- **What you need to do**
1. List every character name or title that the review of The Butterfly Effect gives.
2. According to the review of The Butterfly Effect, what is in the back of the book?

Chasing The Moment In The Butterfly Effect















“…the genes from the deep sea that had lit up those eyes in a blue glow, for the brief stretch of her youth, decided to switch off the lights.”

The Butterfly Effect initially spends its time showing you an extrapolated dystopic future reminiscent of Blade Runner. It is filthy, people are starving—scrounging and subsisting off moldy food in a dictatorship run by The Supreme Guide. We follow a character known only as “Old Man.” He greets a mysterious visitor and takes a case trying to infiltrate and assassinate the dissidents in the abandoned metro.  Rather than replicants or androids of some kind, there are bioengineered humans, “dishbabies”, manufactured to fulfill a purpose but not artificial. Their eyes glow blue all the same. There’s a glossary of terms in the back of the book for all the foreign terminology used, a staple of cyberpunk fiction.

“Krava-4 was never sure what a ghost actually is. She had heard that bloodbabies contain a soul — which is like water in a cup.”

But here’s where it departs. Honestly, this Darkland was interesting enough that I’d have been fine reading about a biopunk spin on a Blade Runner world. Instead, as Old Man ventures into the metro, the narrative jumps back in time. And then it does so again. And then again.

There’s the story of Kar, a P.I in Calcutta who is hired to get to the bottom of a mystery. It seems a group of tourists visited Seoul and haven’t returned. He flies to South Korea to discover what’s happened. We see the tourists’ perspective through the lens of man from Calcutta meeting a mysterious woman who takes over as their tour guide, the whole thing unraveling with romantic undertones.

“It was as if the trees were awake and someone had placed little tea lamps along the trail. Perhaps it was the moss on the gnarled tree trunks that glowed for some reason or it was the light of their eyes reflected by the night. Possibly it was the glow of stardust, a faint sidereal light, a hint that they were all children of the stars.”

In the U.K a scientist dedicates his life to trying to solve world hunger while discussing with his good friend the ethics of how the problem might be solved. A woman flees a prison in China, attempting to find somewhere safe.

“Disease is also a gift. A gift which we could do without. It is the sap of life flowing through nature leaking or spilling out because of our disjointed living.”

Rather than lingering on this dystopia, The Butterfly Effects weaves these stories together to show you how this came to pass, rather than having the meat of the story be Old Man’s case in the future. It’s a very interesting way to write a cyberpunk/biopunk novel, and it’s challenging. It’s intersectional with climate-fiction, or cli-fi, as well because much of the story takes place in present day. It stops this future moment and traces how Old Man came to be situated in that time and space, building suspense regarding the multiple questions posed by this grim future.

[Stored data]
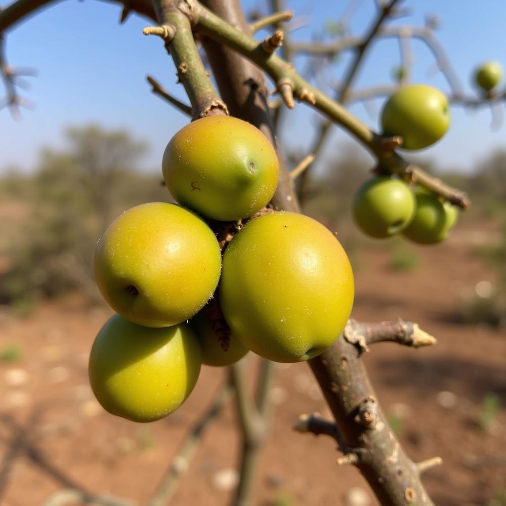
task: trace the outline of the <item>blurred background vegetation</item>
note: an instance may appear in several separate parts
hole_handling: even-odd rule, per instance
[[[92,262],[104,230],[130,207],[171,200],[158,167],[136,170],[148,148],[129,132],[92,124],[69,128],[64,135],[65,148],[43,150],[33,174],[10,168],[0,178],[0,304],[20,316],[38,301],[76,290],[90,304],[101,304]],[[307,185],[305,212],[337,231],[352,257],[359,248],[386,247],[392,270],[418,268],[417,247],[397,238],[369,240],[357,230],[351,199],[368,177],[370,162],[351,144],[338,154]],[[300,159],[296,153],[287,158],[292,164]],[[437,172],[430,163],[424,168]],[[499,231],[491,243],[480,236],[472,240],[474,254],[493,268],[495,279],[462,298],[461,320],[506,326],[506,149],[490,153],[472,174],[456,167],[444,178],[467,191],[473,202],[461,214],[461,225],[482,221]]]

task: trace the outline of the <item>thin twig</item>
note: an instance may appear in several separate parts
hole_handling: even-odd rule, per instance
[[[289,21],[293,17],[293,13],[290,11],[285,11],[284,12],[275,12],[270,16],[267,16],[265,18],[259,19],[255,23],[251,23],[249,25],[249,28],[253,33],[265,28],[270,25],[277,25],[279,23],[283,21]],[[277,28],[277,26],[276,26]]]
[[[88,494],[72,488],[59,490],[43,503],[43,506],[71,506],[79,504],[96,504],[97,506],[137,506],[136,501],[119,499],[108,495]]]
[[[179,109],[181,112],[184,113],[184,114],[187,114],[188,116],[191,116],[191,107],[190,106],[187,105],[186,104],[183,104],[182,102],[180,102],[177,98],[169,95],[154,77],[148,75],[146,78],[147,79],[148,82],[153,87],[151,91],[153,93],[164,99],[167,102],[175,106],[177,109]]]
[[[367,352],[369,345],[374,343],[390,341],[420,348],[437,342],[435,338],[423,330],[416,323],[402,318],[380,323],[366,323],[350,318],[343,335],[349,343],[356,345],[362,351]]]
[[[302,174],[304,171],[307,170],[309,166],[314,161],[314,155],[308,155],[306,158],[301,160],[299,164],[290,171],[290,176],[293,180],[296,180]]]
[[[293,426],[293,430],[298,432],[311,432],[315,436],[325,434],[335,439],[339,445],[339,449],[345,451],[342,446],[342,440],[339,435],[338,428],[334,422],[326,420],[317,413],[312,414],[301,414],[297,423]]]
[[[164,506],[168,504],[179,480],[188,470],[204,432],[220,414],[231,395],[232,389],[229,384],[220,388],[209,408],[197,420],[181,445],[179,451],[173,459],[156,492],[148,501],[148,506]]]

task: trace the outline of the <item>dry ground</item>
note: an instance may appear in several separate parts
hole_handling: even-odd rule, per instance
[[[391,253],[371,249],[357,259],[355,317],[399,316],[438,339],[418,350],[375,345],[365,357],[384,407],[415,460],[438,455],[443,465],[424,482],[439,506],[484,505],[506,486],[506,336],[456,318],[462,294],[491,272],[472,252],[469,239],[482,227],[457,230],[448,243],[417,249],[420,268],[393,272]],[[478,234],[477,235],[477,234]],[[204,367],[184,405],[166,419],[137,425],[103,411],[88,383],[88,354],[110,314],[77,298],[46,304],[29,318],[0,314],[0,348],[17,344],[23,357],[0,363],[0,503],[44,503],[56,491],[78,486],[145,503],[199,413],[224,378]],[[351,467],[338,468],[331,441],[290,427],[303,412],[328,414],[305,364],[278,368],[272,391],[273,424],[262,454],[259,504],[280,493],[291,505],[343,504],[351,487],[367,485]],[[451,394],[441,394],[442,392]],[[491,431],[477,420],[488,393],[503,408]],[[452,395],[453,394],[453,395]],[[216,484],[238,451],[229,405],[205,433],[172,503],[227,504],[231,492]],[[370,498],[370,504],[375,502]]]

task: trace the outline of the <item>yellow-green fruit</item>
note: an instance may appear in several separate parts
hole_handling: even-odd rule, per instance
[[[251,216],[278,184],[276,152],[258,129],[229,116],[190,123],[163,154],[163,177],[172,196],[199,214],[221,221]]]
[[[249,351],[237,338],[218,321],[218,334],[211,327],[206,308],[191,319],[190,324],[198,338],[202,350],[202,363],[221,367],[240,360]]]
[[[246,348],[276,362],[319,354],[343,331],[353,303],[346,254],[311,218],[273,213],[250,222],[225,250],[225,319]]]
[[[220,278],[221,254],[211,229],[175,204],[152,202],[116,218],[99,241],[95,275],[115,311],[165,327],[196,314]]]
[[[431,86],[405,86],[387,101],[381,121],[384,135],[400,136],[406,149],[421,149],[438,141],[448,130],[448,101]]]
[[[434,244],[444,240],[448,235],[455,216],[447,212],[443,203],[436,195],[416,192],[416,207],[409,226],[402,231],[403,235],[414,242]]]
[[[200,363],[198,341],[188,325],[151,328],[116,314],[93,343],[90,383],[110,413],[134,421],[153,421],[186,399]]]
[[[376,239],[392,237],[413,218],[415,200],[407,184],[390,176],[371,178],[353,199],[353,218],[364,233]]]
[[[502,68],[497,62],[487,62],[476,71],[475,78],[479,86],[486,91],[495,88],[502,77]]]

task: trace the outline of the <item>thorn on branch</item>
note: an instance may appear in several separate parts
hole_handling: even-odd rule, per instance
[[[378,406],[376,399],[372,396],[366,398],[360,403],[355,421],[366,429],[373,429],[377,418]]]
[[[369,345],[374,343],[390,341],[420,348],[437,342],[435,338],[423,330],[416,323],[402,318],[380,323],[365,323],[350,318],[343,335],[349,343],[358,347],[360,353],[368,352]]]
[[[121,16],[119,18],[119,24],[120,25],[123,24],[123,23],[126,21],[126,19],[130,15],[131,12],[132,12],[132,11],[130,9],[130,7],[127,4],[125,5],[124,7],[123,8],[123,10],[121,11]]]
[[[346,455],[340,457],[335,461],[338,466],[347,466],[351,465],[356,466],[358,463],[360,458],[356,453],[347,453]]]
[[[276,91],[281,96],[281,99],[288,109],[295,107],[293,102],[293,83],[288,78],[281,79],[276,85]]]
[[[267,37],[262,43],[262,49],[267,54],[272,55],[278,48],[283,45],[284,35],[282,30],[276,30],[270,36]]]
[[[188,114],[188,116],[191,116],[191,107],[189,105],[186,105],[186,104],[183,104],[183,102],[180,102],[177,98],[175,98],[172,95],[169,95],[154,77],[148,75],[146,78],[148,80],[148,82],[153,87],[153,89],[151,91],[153,93],[164,99],[168,102],[179,109],[182,112],[184,113],[185,114]]]
[[[441,466],[443,463],[443,459],[441,457],[433,457],[432,458],[428,458],[426,460],[422,460],[416,464],[416,468],[418,472],[421,474],[426,471],[428,471],[431,468],[435,467],[436,466]]]
[[[329,436],[335,439],[340,447],[341,447],[342,443],[335,424],[329,420],[326,420],[318,413],[301,414],[293,428],[294,431],[302,433],[311,432],[315,436],[319,436],[320,434]]]
[[[271,16],[262,18],[255,23],[252,23],[249,25],[252,33],[256,33],[257,32],[264,28],[266,26],[270,25],[276,25],[282,21],[289,21],[293,17],[293,13],[290,11],[285,11],[284,12],[276,12]]]
[[[290,171],[290,177],[291,179],[295,181],[304,171],[309,167],[309,166],[314,161],[314,155],[308,155],[306,158],[302,160],[295,168]]]
[[[170,42],[176,35],[176,28],[172,25],[161,26],[148,26],[142,30],[144,35],[156,35],[163,38],[166,43]]]

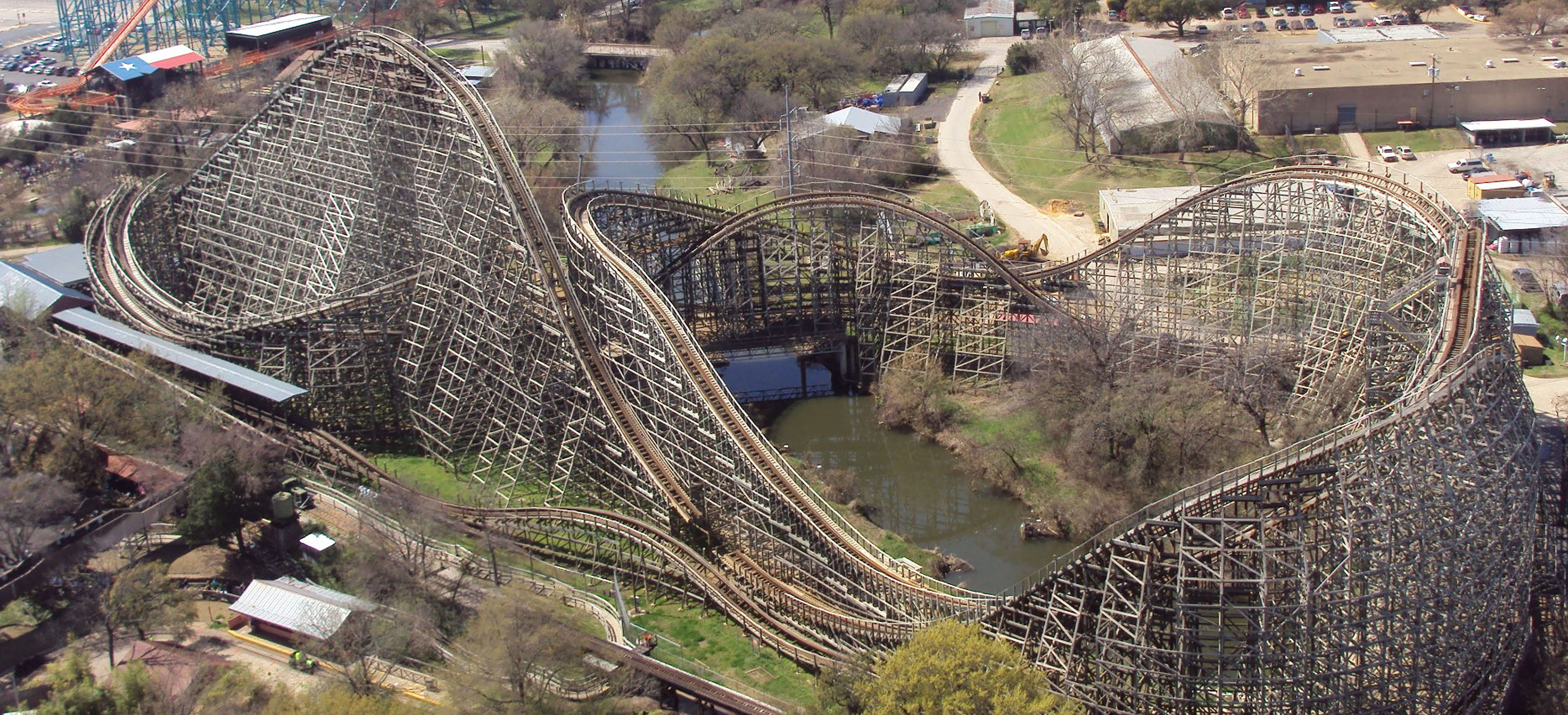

- **Answers by item**
1. Old Man, The Supreme Guide, Krava-4, Kar

2. A glossary of terms for all the foreign terminology used.